=== DOCUMENT EXCERPT ===
A March poll by Probolsky Research found that 44.5% of Latino voters surveyed would vote to recall Newsom. Only 41% said they would reject the recall, compared with 49% of white voters, 49% of Asian voters, and 72% of Black voters.
Since Latinos represent almost one-third of eligible California voters, we are the pin that holds the Newsom grenade together. And while I personally oppose the recall, I can see Latinos going either way if recall opponents and proponents are smart enough to speak our language — and it ain’t español or even Quechua.
While most folks suffered last year, few were hit harder than Latinos. We were inordinately slammed with COVID-19 cases and deaths. Economic shutdowns gutted our pocketbooks; school closures affected our kids, who make up more than half of schoolchildren in California public schools.
The public and symbolic face of all this is Newsom, for better or worse. He already wasn’t going to join our pantheon of political heroes like JFK or even Obama. Even the most fresa (frou-frou) of Latinos I know think of him as an elitist who thinks a bit too much of himself. His dinner at the muy fancy French Laundry sealed this thought. If he had instead celebrated his birthday party with a massive burrito at El Castellito in San Francisco’s Mission District, we’d be his fiercest defenders.
Recall proponents understand this latent Latino antipathy better than Democrats. That’s why they’re already portraying Newsom’s actions over the past year as a specific betrayal of Latinos.
“The Latino community has been devastated by this governor’s incompetence,” California Republican Party Chair Jessica Milan Patterson told the Sacramento Bee. “Latinos are fed up with empty words and double standards.”
They’re going to hit this message again and again — ironic considering many of its candidates have won elections by portraying Latinos as leeches. But all that recall opponents have done to try and counter this messaging so far is to claim that QAnon and Proud Boys are the main drivers behind the recall. The strategy only works so much before Latinos start to ask for a more substantive argument.
Democrats better be scared when that happens. For the last quarter-century, they’ve run races in California by doing little more than pointing out the xenophobia of the GOP. They haven’t had to campaign much for our votes — but the Newsom recall will expose their electoral flab and weak muscles. So Newsom’s defenders need to wake up, smell the pozole, and take this recall seriously.
Over the next couple of months, they need to make the case to Latinos that 2020 was an unforeseen aberration that only Newsom can rectify. Latinos can’t afford to take grandiose words for granted as in previous elections; we need to push to make sure promises turn into action instead of the usual desmadre.
Our marriage with Democrats has allowed the party get a supermajority in Sacramento. What has it gained us? U.S. Senator Alex Padilla, sure, but income inequality and educational attainment gaps in California plagued Latinos long before the coronavirus, became worse in the past year, and will probably be exacerbated for decades. Latinos need to scare Newsom’s camp by keeping our options open on the recall question, and show him our bill.
So how about it, Latinos? Ready to rain down some desmadre? With this recall, we have the opportunity of a generation. Let’s decide the recall, and alter both parties forever in the process. Make the Republicans repudiate hate and conspiracies forever and finally act like a legitimate party if they want us to ixnay the Gavin-ay. Force the Democrats to never take us for granted again. We are the last, best hope for either side, so let’s make them work for us like baile folklorico dancers stomping around a sombrero.
All this desmadre brings to mind another Spanish phrase that every Latino voter should think come Special Election Day: No la riegues. Don’t mess it up.
=== DATA PROVIDED ===
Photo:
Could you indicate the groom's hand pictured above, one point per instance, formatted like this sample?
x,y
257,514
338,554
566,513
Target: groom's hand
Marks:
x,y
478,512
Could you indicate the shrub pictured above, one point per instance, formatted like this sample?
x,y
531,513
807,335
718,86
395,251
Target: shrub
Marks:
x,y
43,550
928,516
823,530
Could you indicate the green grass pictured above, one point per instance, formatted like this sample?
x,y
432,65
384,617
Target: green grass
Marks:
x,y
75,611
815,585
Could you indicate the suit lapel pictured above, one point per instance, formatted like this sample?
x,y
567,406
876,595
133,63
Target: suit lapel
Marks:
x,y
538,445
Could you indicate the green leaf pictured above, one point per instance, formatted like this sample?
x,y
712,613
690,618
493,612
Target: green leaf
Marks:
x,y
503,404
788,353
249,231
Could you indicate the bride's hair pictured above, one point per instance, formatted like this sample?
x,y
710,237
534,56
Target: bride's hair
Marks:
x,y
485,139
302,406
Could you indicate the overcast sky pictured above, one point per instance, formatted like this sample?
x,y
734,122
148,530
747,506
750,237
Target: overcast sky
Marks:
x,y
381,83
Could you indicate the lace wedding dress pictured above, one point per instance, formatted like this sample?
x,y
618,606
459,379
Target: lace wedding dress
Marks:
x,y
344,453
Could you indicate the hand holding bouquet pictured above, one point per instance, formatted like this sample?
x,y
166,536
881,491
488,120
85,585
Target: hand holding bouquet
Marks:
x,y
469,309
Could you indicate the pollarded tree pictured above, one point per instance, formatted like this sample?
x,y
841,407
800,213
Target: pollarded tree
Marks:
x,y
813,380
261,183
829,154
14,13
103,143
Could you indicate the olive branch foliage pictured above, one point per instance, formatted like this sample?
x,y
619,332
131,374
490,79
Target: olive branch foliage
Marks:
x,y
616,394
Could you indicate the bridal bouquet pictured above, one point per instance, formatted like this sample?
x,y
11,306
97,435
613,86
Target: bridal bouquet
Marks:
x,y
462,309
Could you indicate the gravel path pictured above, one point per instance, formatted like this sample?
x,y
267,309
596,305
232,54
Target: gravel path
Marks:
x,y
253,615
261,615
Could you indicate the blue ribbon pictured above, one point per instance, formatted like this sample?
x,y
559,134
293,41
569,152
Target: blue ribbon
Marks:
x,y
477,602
===
> [DIRECTIONS]:
Answer these questions about the Newsom recall column:
(a) In the March poll, what percentage of Black voters said they would reject the recall?
(b) At which restaurant did Newsom have the dinner that "sealed this thought"?
(c) Which U.S. Senator does the column name as something Latinos gained from their "marriage with Democrats"?

> [TASK OUTPUT]:
(a) 72%
(b) The French Laundry
(c) Alex Padilla